**À FAIRE**:
a. Dans le texte sur Saint-Quentin, de quelle marque était la première cigarette fumée avec Lolita ?
b. Extrayez du texte sur Saint-Quentin le passage qui commence par "Près de l’étang" et se termine par "piège à con.".
c. Prolongez le texte sur Saint-Quentin à partir de sa dernière phrase.

**TEXTE À LIRE**:

· · · · · · ·

Près de l’étang où se trouve la médiathèque et le Mc Do, j’ai des souvenirs par milliers. Pas de ces hivers où cette ville ne présente que son béton et ses briquettes noircis. Mais j’ai des souvenirs magnifiques de ces printemps où l’étang est fleuri, ou les arbres, encore ridicule, offre une petite ombre. Nous allions nous asseoir là Lolita et moi. Et tiser durant des heures, les 8°6 nous déliant la langue et nous permettant de nous raconter. J’y ai fumé ma première clope avec elle, une Bastos tout à fait dégueulasse d’ailleurs. La première clope est toujours dégueulasse. Et les dernières aussi. C’est à cause de celle du milieu qu’on tombe dans le piège à con.
A Saint-Quentin j’aime aussi sa fac. Je m’y suis plus. Cette université neuve, le bâtiment Vauban, je m’y suis senti bien. J’y ai appris bien des choses qui me servent encore qui ont enfin su répondre à ma curiosité. La fac m’a plu oui. J’ai aimé apprendre. Je suis un peu nostalgique de ce temps. Des sit-in à la machine à café, des bancs circulaires entre le bâtiment principal et celui où se trouve le réfectoire et cette étrange cafétéria digne de rendre jaloux les producteurs d’Hélène et les Garçons.
Le pavé du Canal s’est agrandi. J’ai eu du mal à me retrouver dans cette librairie. Celle qui fut un peu ma librairie. Les Parisiens nous cassent toujours les pieds avec leurs rues, leurs lieux, leurs boutiques que tout le monde devrait connaître. Le pavé n’a rien à envier à qui que ce soit. Modeste librairie diront certains parisiens en comparaison avec ce qu’ils ont connu. Mais c’est là que j’ai acheté mes premiers manuels de fac, là que je venais acheter mes Folio, mes lectures, dégoter le livre qui me ferait rêver, le livre mal connu qui ne demandait qu’à se faire découvrir. Une libraire qui s’agrandit c’est un bon signe.
Je me rappelle de nos virées entre les étagères, avec Lolita, un peu beurrés après des heures au soleil à boire sur le bord de l’étang. « Tiens je t’offre celui-là – A mon avis si tu lis celui-là tu vas adorer, j’ai l’impression que ça parle de toi ».

· · · · · · ·

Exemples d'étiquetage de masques
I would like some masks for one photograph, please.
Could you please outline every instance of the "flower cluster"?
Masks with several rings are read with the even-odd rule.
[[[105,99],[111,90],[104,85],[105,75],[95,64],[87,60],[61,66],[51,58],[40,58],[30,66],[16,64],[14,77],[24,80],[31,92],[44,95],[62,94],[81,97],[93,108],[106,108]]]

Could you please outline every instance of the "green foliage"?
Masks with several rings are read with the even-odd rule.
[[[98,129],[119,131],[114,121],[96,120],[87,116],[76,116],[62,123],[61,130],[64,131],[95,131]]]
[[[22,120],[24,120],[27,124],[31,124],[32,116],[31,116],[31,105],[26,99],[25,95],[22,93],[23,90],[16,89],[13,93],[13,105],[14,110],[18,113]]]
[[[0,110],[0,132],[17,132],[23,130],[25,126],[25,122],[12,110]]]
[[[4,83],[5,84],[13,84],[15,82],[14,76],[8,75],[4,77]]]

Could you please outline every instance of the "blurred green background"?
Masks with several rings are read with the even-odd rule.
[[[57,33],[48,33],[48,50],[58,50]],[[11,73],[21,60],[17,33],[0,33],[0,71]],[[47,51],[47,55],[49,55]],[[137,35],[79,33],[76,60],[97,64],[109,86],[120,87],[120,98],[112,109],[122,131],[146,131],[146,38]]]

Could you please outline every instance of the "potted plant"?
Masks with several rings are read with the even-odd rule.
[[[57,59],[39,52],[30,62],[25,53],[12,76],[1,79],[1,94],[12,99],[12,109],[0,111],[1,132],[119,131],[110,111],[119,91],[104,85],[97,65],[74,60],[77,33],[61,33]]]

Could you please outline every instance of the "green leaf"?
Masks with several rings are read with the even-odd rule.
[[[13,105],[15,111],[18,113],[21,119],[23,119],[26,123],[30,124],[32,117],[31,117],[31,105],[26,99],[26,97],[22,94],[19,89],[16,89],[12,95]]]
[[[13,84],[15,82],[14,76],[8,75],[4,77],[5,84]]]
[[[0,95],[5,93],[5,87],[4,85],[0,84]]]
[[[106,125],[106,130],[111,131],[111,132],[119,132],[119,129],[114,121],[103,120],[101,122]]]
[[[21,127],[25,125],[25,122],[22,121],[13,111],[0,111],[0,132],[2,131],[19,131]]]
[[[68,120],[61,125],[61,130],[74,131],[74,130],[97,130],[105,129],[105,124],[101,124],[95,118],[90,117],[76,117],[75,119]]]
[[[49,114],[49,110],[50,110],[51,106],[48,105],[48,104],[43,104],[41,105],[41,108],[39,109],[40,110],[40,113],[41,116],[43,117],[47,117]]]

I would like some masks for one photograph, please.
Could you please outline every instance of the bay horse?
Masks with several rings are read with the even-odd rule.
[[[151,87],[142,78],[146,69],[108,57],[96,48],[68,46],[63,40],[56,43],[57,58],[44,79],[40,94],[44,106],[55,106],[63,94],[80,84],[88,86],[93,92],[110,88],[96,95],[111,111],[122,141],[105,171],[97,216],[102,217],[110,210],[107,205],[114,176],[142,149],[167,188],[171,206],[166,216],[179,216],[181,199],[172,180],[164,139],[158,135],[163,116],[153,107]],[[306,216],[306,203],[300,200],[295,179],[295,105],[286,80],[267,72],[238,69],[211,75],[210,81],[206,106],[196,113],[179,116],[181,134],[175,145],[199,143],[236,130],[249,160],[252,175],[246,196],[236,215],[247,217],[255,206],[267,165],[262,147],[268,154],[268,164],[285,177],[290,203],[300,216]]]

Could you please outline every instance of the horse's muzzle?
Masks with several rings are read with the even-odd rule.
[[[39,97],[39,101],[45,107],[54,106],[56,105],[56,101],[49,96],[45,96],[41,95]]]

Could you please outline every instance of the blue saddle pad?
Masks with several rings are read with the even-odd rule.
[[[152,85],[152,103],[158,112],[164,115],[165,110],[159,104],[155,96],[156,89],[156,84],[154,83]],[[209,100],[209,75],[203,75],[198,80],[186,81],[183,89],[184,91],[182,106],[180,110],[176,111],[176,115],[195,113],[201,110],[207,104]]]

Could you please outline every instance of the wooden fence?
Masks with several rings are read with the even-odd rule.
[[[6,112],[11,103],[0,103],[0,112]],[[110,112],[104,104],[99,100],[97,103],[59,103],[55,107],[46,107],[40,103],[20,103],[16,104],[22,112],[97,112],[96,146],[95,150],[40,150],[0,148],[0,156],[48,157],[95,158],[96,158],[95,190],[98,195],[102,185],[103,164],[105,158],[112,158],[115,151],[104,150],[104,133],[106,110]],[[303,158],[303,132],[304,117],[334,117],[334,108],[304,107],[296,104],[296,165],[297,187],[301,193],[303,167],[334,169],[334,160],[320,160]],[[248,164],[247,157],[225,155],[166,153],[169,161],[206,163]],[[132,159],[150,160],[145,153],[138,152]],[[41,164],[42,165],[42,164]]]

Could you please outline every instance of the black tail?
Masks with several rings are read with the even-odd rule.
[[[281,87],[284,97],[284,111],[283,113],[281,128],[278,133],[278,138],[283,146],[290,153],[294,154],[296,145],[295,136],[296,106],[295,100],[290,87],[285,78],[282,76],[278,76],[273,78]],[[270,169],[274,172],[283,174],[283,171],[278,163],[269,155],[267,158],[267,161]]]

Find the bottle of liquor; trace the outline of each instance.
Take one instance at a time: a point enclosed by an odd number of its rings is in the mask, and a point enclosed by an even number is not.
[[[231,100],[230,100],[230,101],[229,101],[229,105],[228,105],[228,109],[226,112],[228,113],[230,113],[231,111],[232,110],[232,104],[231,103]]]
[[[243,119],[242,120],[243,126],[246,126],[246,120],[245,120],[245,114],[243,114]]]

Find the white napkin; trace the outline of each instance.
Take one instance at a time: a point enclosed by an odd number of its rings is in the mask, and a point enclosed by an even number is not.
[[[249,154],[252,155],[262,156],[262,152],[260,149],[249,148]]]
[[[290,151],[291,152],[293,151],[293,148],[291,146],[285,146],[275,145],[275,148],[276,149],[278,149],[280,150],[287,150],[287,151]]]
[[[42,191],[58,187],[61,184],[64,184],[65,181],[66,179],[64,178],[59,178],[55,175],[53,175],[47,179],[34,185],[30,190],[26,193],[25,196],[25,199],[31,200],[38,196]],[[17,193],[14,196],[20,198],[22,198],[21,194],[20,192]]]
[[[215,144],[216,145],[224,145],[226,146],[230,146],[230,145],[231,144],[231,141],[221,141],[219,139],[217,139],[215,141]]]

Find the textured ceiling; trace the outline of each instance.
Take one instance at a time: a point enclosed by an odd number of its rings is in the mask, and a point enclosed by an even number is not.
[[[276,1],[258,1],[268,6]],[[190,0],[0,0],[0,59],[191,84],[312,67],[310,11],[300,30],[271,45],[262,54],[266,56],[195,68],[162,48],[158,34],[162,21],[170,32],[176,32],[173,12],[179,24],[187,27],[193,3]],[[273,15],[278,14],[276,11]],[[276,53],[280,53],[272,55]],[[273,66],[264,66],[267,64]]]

· · · · · · ·

**RÉPONSES**:
a. Une Bastos.

b.
Près de l’étang où se trouve la médiathèque et le Mc Do, j’ai des souvenirs par milliers. Pas de ces hivers où cette ville ne présente que son béton et ses briquettes noircis. Mais j’ai des souvenirs magnifiques de ces printemps où l’étang est fleuri, ou les arbres, encore ridicule, offre une petite ombre. Nous allions nous asseoir là Lolita et moi. Et tiser durant des heures, les 8°6 nous déliant la langue et nous permettant de nous raconter. J’y ai fumé ma première clope avec elle, une Bastos tout à fait dégueulasse d’ailleurs. La première clope est toujours dégueulasse. Et les dernières aussi. C’est à cause de celle du milieu qu’on tombe dans le piège à con.

c.
No comment par contre quant au Mc Do. Aucun non plus sur le Gaumont Saint-Quentin ex-UGC, dont la programmation semblait destinée uniquement à des illettrés. Ils semblent faire des efforts en ce moment, je n’en ajuterai pas davantage sur ce multiplex immonde, ils semblent avoir viré l’ancien programmateur, je souhaite au nouveau de ne jamais se prendre pour un Américain de base comme l’était son prédécesseur. Mais nous y étions allé bien sûr quelques fois, exemple de la bouilli qu’on ose parfois nous vendre, honte au mot culture. Saint-Quentin est aussi une ville où des troupeaux de cake passent leur temps. Des vigiles sont placés un peu partout. Nous sommes dans un lieu privé, détenu par une entreprise, ce n’est pas la police qui assure l’ordre.
Mes chaussures chéries sont trouées. Impossible d’en trouver pour les remplacer. Je suis trop compliqué, je veux quelque chose qui y ressemble. Entrée au Go Sport. Un magasin de sport indigne de ce nom, mais sait-on jamais… Il ne me faut pas beaucoup de temps pour voir que ça a empiré. J’ignore qui dirige cette boutique, mais ce monsieur est un con. Il n’y a pas de musique en fond sonore, non il y a des décibels, de la bouilli pour cake, du rap ou du r’n’b. Un magasin de sport qui semble considéré que les crétins décervelés ont un pouvoir d’achat assez important pour leur dédier leur vitrine musicale. On peut fermer les yeux. Pas les oreilles. Imposer cela mérite un dépôt de bilan. J’espère que la loi du marché va opérer. Voilà, je crois que ça donne une bonne idée de ce qu’est devenu le métier de vendeur d’article de sport, ne pas se préoccuper des clients sportifs réellement, mais des petits cons et des petites connes qui se la pète et ont des goût musicaux et vestimentaires de chiotte.
Je ressors. Direction Derrick. Je me rappelle qu’avant d’aller à la fac à Saint-Quentin j’avais entendu parlé de cette boutique par des amis qui fréquentaient le lycée Emilie de Breteuil, comme ce malheur P. qui partagea un temps la même classe qu’Omar (de Omar et Fred) et dû subir durant presque un an à plein temps l’humour de ce cancre. Grâce à lui j’ai pu entendre parler de Omar bien avant que celui-ci ai ce succès que bien évidemment j’espère éphémère. Qu’il m’en excuse, mais ainsi il me ferait enfin rire. Je pense que P. partage cet avis.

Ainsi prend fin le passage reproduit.